Replace the incorrect implementations of these functions with correct ones that use recursion in a useful way; your solution must not use the keywords while, for, or goto. You must not use global variables or variables declared with the keyword static, and you must not modify the function parameter lists. You must not use any references or pointers as parameters except for the parameters representing arrays. (Remember that a function parameter x declared T x[] for any type T means exactly the same thing as if it had been declared T* x.) If any of the parameters n, n1, or n2 is negative, act as if it were zero.

Here is an example of an implementation of anyFalse that does not satisfy these requirements because it doesn't use recursion and it uses the keyword for:

    bool anyFalse(const double a[], int n)
    {
        for (int k = 0; k < n; k++)
        {
        if (!somePredicate(a[k]))
            return true;
        }
        return false;
    }
You will not receive full credit if the anyFalse, countFalse, or firstTrue functions causes the value that each call of somePredicate returns to be examined more than once. Consider all operations comparing two doubles (e.g. <=, ==, etc.) that a function performs. You will not receive full credit if for nonnegative n or n1, the locateMax function causes operations on doubles like these to be performed more than n times, or the contains function causes them to be performed more than n1 times. (Notice that this limitation is for comparisons of doubles; there's no limit on comparisons of ints.) For example, this non-recursive (and thus unacceptable for this problem) implementation of locateMax can perform a >= comparison of two doubles many, many more than n times, which is also unacceptable:

    int locateMax(const double a[], int n)

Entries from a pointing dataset

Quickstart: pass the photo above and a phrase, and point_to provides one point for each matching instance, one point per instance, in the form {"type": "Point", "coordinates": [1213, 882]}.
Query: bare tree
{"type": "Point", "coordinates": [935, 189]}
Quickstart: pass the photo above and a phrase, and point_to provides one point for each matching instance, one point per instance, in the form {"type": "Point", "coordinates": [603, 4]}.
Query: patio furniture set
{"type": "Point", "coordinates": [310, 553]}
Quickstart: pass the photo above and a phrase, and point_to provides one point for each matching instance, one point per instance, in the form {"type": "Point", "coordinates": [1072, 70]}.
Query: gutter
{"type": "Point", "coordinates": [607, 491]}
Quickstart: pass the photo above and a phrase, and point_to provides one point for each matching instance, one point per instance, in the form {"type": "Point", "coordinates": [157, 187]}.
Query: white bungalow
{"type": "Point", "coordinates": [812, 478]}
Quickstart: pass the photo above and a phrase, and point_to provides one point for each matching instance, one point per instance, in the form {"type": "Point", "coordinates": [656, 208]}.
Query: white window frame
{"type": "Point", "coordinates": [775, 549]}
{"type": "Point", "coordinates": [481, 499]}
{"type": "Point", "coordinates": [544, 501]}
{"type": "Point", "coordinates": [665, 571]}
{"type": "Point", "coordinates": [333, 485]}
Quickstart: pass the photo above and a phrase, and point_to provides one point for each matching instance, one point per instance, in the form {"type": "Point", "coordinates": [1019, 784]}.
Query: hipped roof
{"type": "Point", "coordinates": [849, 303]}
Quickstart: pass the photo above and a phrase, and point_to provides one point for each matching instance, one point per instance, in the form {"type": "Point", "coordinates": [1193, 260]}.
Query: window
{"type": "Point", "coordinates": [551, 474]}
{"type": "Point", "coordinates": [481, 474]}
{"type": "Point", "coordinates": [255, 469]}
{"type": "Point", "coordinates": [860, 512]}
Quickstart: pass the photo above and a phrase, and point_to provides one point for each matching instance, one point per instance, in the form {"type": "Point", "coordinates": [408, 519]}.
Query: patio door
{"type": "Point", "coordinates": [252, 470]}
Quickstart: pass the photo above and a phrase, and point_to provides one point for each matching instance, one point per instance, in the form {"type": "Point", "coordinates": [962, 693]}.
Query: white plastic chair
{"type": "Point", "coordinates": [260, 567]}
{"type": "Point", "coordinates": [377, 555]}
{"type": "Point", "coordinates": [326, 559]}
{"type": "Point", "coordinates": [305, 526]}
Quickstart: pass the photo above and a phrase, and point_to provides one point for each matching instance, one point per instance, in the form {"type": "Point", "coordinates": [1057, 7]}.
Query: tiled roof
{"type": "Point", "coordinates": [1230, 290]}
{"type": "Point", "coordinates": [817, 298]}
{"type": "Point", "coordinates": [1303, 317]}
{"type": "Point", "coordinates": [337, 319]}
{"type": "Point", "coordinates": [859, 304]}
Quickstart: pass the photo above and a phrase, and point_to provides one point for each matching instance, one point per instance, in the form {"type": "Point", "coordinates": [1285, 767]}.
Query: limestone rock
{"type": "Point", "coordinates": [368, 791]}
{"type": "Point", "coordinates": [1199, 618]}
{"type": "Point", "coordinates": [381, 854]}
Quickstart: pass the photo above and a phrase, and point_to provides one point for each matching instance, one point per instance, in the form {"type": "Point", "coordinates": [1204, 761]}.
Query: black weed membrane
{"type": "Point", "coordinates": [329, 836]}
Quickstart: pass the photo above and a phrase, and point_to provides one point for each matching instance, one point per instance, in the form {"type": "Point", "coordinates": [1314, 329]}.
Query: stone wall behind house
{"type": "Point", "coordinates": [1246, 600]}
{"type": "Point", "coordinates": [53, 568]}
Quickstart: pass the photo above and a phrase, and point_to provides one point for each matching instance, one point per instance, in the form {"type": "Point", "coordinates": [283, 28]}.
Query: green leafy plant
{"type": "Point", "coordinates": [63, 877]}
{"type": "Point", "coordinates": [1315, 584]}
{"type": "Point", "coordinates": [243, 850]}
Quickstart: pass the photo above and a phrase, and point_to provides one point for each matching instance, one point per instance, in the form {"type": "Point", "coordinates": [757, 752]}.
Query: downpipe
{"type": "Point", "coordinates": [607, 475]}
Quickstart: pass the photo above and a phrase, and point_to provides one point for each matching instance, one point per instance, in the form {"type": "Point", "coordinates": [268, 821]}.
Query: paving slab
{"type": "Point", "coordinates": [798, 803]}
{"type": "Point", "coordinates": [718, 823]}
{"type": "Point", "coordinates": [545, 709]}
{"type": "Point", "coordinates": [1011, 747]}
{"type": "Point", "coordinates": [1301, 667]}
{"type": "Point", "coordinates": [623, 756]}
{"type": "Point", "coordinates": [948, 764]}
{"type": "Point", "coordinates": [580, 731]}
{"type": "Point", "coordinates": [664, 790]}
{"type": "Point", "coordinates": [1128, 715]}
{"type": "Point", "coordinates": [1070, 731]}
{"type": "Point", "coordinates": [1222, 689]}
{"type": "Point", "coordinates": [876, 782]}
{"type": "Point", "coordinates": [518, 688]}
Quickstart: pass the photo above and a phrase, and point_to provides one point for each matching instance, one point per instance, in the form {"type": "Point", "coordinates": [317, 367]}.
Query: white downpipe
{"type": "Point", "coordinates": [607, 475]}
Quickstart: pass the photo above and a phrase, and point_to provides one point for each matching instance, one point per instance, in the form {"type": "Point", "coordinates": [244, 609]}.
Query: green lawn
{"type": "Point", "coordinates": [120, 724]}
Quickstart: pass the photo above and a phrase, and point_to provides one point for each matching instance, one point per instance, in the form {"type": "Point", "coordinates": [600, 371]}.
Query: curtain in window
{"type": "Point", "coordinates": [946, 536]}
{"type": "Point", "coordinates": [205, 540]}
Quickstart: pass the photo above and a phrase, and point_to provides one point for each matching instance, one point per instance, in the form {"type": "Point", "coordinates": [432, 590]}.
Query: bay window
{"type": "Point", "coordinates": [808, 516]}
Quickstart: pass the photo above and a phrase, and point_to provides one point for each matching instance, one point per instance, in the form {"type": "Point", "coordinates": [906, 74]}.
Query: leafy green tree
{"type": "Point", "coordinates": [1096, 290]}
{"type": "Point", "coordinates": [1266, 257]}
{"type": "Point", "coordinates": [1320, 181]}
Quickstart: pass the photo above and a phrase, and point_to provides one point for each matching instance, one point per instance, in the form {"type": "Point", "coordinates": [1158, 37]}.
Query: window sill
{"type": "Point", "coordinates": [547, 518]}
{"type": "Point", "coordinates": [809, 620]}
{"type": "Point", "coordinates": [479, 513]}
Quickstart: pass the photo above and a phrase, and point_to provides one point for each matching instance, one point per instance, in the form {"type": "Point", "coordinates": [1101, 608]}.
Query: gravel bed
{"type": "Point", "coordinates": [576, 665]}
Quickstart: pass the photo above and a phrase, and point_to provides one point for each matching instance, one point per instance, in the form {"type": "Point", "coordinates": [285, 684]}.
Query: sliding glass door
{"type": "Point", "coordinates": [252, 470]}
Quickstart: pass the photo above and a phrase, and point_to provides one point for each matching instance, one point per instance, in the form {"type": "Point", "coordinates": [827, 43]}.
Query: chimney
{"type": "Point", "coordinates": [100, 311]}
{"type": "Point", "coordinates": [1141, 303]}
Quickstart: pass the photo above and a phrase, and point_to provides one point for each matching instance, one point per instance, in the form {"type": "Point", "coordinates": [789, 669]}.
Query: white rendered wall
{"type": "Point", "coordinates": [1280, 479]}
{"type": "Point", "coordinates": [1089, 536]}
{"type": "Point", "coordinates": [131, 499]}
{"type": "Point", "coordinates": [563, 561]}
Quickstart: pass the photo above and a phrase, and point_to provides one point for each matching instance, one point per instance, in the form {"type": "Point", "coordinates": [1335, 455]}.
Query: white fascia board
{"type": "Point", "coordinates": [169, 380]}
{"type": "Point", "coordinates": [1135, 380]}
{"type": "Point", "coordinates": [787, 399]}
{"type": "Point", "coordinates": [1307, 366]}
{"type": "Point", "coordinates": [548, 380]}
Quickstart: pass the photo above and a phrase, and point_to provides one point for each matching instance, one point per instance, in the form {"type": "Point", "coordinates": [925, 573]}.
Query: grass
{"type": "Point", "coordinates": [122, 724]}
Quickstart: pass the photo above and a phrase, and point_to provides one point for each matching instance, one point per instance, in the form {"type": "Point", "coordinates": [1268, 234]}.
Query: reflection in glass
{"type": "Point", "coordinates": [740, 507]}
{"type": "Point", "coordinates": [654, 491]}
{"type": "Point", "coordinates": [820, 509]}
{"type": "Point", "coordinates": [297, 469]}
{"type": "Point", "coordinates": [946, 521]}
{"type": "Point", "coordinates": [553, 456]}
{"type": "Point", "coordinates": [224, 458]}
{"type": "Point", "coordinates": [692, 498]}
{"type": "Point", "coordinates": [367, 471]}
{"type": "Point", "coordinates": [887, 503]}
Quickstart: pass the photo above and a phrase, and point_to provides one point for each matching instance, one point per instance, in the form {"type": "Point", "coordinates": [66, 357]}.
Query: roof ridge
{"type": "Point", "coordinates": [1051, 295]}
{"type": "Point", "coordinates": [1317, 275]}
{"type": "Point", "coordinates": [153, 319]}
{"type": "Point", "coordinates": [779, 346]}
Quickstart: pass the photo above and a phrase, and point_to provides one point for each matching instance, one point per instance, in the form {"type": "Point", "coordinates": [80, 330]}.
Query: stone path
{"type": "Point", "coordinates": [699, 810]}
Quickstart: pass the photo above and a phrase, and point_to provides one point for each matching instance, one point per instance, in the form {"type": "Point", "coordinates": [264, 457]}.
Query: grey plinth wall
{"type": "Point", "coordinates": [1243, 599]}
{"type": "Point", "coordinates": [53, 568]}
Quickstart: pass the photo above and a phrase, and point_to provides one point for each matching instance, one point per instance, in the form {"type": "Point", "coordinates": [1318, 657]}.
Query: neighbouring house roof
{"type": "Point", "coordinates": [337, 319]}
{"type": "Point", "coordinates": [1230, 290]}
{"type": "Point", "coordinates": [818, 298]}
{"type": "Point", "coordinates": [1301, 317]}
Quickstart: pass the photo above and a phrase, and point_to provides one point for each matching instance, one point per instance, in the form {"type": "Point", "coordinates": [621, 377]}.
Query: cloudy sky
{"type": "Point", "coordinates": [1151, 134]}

Prompt 1:
Answer these questions about the recursion assignment:
(a) Which keywords must a solution not use?
(b) How should a function behave if n, n1, or n2 is negative?
(c) What is the most times the contains function may perform operations comparing doubles, for nonnegative n1?
Prompt 2: Carry on the recursion assignment text from its last line, starting with the body of the locateMax function.
The material plays no role in any of this.

Answer 1:
(a) while, for, and goto
(b) It should act as if the parameter were zero.
(c) n1 times

Answer 2:
    {
        for (int k1 = 0; k1 < n; k1++)
        {
        int k2;
        for (k2 = 0; k2 < n && a[k1] >= a[k2]; k2++)
            ;
        if (k2 == n)
            return k1;
        }
        return -1;
    }
Each of these functions can be implemented in a way that meets the spec without calling any of the other four functions. (If you implement a function so that it does call one of the other functions, then it will probably not meet the limit stated in the previous paragraph.)

For this part of the homework, you will turn in one file named linear.cpp that contains the five functions and nothing more: no #include directives, no using namespace std;, no implementation of somePredicate and no main routine. (Our test framework will precede the functions with appropriate #include directives, using statement, and our own implementation of a function named somePredicate that takes a double and returns a bool.)

Replace the implementation of pathExists from Homework 2 with one that does not use an auxiliary data structure like a stack or queue, but instead uses recursion in a useful way. Here is pseudocode for a solution:

    If the start location is equal to the ending location, then we've
        solved the maze, so return true.
    Mark the start location as visted.
    For each of the four directions,
        If the location one step in that direction (from the start
            location) is unvisited, and there is a path starting from that
            location (and ending at the same ending location as in the
            current call),
                then return true.
    Return false.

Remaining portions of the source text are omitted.